■ SET EXERCISE 1 ■
Pull out every line of the listing below that contains the string "facade", matching case exactly.

■ TEXT ■
○ ○ ○ ○ ○

In [6]:
import requests
from rdkit import Chem

In [7]:
def get_smiles_from_name(chemical_name):
    # Convert chemical name to SMILES using PubChem
    base_url = "https://pubchem.ncbi.nlm.nih.gov/rest/pug"
    input_url = f"{base_url}/compound/name/{chemical_name}/property/CanonicalSMILES/JSON"
    
    response = requests.get(input_url)
    if response.status_code != 200:
        return None

    data = response.json()
    if 'PropertyTable' not in data or 'Properties' not in data['PropertyTable']:
        return None

    smiles = data['PropertyTable']['Properties'][0]['CanonicalSMILES']
    return smiles

def canonicalize_smiles(smiles):
    molecule = Chem.MolFromSmiles(smiles)
    if molecule is None:
        return None
    canonical_smiles = Chem.MolToSmiles(molecule, canonical=True)
    return canonical_smiles

def get_canonical_smiles_from_name(chemical_name):
    smiles = get_smiles_from_name(chemical_name)
    if not smiles:
        return f"Error: Unable to retrieve SMILES for {chemical_name}"

    canonical_smiles = canonicalize_smiles(smiles)
    if not canonical_smiles:
        return f"Error: Unable to canonicalize SMILES for {chemical_name}"

    return canonical_smiles

In [8]:
chemical_names = ["2-propanol", "isopropanol", "n-propan-2-ol"]
canonical_smiles = {name: get_canonical_smiles_from_name(name) for name in chemical_names}

for name, smiles in canonical_smiles.items():
    print(f"The canonical SMILES for {name} is: {smiles}")

○ ○ ○ ○ ○

■ SET EXERCISE 2 ■
Answer these questions about the code above:
(a) What base URL is assigned to `base_url`?
(b) Which three chemical names are placed in the `chemical_names` list?
(c) What value does `canonicalize_smiles` return when `Chem.MolFromSmiles` gives `None`?

■ DATA PROVIDED ■

○ ○ ○ ○ ○

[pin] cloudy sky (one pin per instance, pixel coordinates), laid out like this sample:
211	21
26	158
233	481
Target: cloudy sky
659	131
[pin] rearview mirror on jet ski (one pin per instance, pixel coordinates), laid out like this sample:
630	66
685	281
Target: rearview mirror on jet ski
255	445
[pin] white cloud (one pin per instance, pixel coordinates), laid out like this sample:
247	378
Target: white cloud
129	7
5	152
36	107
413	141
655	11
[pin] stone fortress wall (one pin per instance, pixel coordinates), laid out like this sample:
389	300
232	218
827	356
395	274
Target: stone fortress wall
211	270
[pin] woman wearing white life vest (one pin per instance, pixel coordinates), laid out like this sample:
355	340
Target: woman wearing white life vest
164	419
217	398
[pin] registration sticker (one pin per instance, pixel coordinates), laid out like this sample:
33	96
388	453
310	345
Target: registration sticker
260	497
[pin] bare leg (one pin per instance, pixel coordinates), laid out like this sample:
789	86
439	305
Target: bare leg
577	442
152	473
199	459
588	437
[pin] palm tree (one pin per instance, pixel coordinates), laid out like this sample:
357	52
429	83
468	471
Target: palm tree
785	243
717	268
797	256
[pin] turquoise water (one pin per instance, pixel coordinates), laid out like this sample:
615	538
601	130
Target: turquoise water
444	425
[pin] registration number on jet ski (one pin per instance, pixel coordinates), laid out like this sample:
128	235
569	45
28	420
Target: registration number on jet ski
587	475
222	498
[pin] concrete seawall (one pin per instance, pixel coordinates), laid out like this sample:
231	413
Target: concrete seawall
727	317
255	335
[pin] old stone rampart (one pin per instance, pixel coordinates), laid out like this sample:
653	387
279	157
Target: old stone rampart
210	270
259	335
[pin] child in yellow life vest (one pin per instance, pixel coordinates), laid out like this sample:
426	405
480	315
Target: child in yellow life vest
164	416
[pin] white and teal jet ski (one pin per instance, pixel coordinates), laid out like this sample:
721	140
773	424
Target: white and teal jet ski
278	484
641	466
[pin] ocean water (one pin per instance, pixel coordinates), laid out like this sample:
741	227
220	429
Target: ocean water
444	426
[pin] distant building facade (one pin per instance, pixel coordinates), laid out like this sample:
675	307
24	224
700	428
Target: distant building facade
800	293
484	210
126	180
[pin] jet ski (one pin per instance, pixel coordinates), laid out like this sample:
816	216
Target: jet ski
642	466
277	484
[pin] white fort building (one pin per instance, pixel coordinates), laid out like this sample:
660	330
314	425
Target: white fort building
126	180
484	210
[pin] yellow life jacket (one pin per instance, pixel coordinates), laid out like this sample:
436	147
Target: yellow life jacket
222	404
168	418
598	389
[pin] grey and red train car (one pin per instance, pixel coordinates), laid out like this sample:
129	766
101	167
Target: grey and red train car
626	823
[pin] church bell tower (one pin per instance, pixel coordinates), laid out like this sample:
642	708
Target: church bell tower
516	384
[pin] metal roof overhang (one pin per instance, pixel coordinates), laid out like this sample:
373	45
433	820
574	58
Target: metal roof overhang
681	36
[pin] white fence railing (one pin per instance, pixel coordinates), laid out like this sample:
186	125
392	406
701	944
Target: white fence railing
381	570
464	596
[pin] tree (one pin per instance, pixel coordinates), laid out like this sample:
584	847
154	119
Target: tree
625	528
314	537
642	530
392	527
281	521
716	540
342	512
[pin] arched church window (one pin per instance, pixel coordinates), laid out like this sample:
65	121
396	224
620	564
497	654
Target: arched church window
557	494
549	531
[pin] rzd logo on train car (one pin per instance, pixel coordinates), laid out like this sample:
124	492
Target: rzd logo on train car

○ ○ ○ ○ ○

■ EXERCISE OUTPUT 1 ■
[pin] distant building facade (one pin per instance, pixel coordinates), laid out like this sample:
Target: distant building facade

■ EXERCISE OUTPUT 2 ■
(a) https://pubchem.ncbi.nlm.nih.gov/rest/pug
(b) "2-propanol", "isopropanol", and "n-propan-2-ol"
(c) None